▶ **Kaynak Belge**
1. mutlu olmaya çalışmayınca, mutluluk ihtimalleri üzerinde kafa yormayınca olmayan şey aslında. çünkü mutlu olmamak, mutsuz olmak demek değil. hayata mutlu olmak üzere gelmişiz yanılgısı, sürekli ne olduğunu bile bilemediği bir şeyin peşinde koşan ve bir sebepten erişemeyince her şeyi bok eden başarısızlar gibi hissettiren takatsiz insan yığınları yaratmaktan başka bir şeye yaramıyor.

▶ **Görev Amacı**
Mutluluk üzerine olan metinden "1. mutlu olmaya" ifadesiyle başlayıp "bir şeye yaramıyor." ifadesi de dahil olmak üzere biten bölümü hiçbir değişiklik yapmadan yazın.

▶ **Kayıtlar**

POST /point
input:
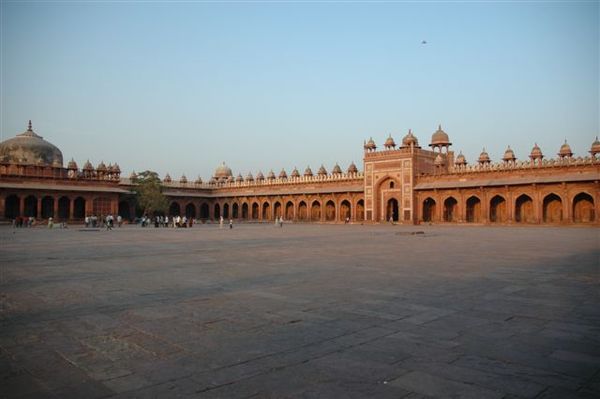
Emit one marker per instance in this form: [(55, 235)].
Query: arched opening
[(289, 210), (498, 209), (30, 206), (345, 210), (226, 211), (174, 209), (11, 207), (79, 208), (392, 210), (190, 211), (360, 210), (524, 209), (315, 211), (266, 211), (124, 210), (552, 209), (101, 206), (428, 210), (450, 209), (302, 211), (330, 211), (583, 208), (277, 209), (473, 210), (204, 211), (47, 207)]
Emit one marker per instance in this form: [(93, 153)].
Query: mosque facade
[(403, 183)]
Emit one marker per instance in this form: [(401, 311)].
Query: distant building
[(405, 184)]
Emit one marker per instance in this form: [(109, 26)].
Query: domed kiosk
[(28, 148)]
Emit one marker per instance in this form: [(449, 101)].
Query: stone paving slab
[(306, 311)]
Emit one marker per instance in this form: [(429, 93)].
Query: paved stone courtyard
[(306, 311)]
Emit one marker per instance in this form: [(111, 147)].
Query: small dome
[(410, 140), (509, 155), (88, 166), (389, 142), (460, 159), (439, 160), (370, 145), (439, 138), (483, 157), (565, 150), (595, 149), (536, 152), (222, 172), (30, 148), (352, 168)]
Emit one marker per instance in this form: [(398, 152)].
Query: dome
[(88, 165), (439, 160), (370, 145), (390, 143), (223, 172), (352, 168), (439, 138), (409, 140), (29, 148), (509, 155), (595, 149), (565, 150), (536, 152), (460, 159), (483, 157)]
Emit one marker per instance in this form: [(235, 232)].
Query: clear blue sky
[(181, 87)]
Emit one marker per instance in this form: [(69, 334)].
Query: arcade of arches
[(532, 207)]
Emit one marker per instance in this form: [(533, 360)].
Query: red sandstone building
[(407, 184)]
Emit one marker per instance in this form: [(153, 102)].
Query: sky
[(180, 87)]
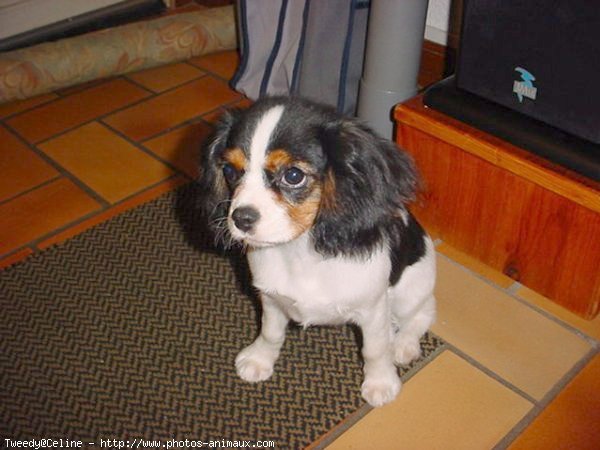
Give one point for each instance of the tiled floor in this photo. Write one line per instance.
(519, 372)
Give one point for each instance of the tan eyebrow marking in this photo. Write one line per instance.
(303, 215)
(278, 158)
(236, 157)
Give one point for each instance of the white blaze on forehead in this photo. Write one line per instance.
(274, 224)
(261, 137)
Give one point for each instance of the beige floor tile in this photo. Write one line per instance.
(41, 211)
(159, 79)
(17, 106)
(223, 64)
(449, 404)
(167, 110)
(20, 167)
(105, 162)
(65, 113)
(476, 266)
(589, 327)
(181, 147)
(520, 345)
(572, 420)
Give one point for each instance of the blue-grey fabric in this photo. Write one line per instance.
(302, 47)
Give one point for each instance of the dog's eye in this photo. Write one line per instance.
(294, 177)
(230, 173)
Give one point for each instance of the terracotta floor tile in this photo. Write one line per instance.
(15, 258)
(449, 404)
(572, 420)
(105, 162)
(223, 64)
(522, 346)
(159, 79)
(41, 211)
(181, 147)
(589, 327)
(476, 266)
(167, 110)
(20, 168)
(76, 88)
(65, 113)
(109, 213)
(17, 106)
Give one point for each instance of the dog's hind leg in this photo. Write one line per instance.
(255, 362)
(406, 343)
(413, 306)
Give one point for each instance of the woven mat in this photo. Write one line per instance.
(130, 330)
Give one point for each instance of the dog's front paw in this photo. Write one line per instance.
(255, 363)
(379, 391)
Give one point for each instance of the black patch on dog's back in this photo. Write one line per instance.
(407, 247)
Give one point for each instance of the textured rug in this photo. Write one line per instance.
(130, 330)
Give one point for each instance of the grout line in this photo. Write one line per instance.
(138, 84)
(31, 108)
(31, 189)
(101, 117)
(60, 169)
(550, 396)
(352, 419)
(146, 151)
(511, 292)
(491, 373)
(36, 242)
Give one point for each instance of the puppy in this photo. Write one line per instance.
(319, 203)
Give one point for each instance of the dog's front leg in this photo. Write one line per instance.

▶ **Tam Yanıt**
1. mutlu olmaya çalışmayınca, mutluluk ihtimalleri üzerinde kafa yormayınca olmayan şey aslında. çünkü mutlu olmamak, mutsuz olmak demek değil. hayata mutlu olmak üzere gelmişiz yanılgısı, sürekli ne olduğunu bile bilemediği bir şeyin peşinde koşan ve bir sebepten erişemeyince her şeyi bok eden başarısızlar gibi hissettiren takatsiz insan yığınları yaratmaktan başka bir şeye yaramıyor.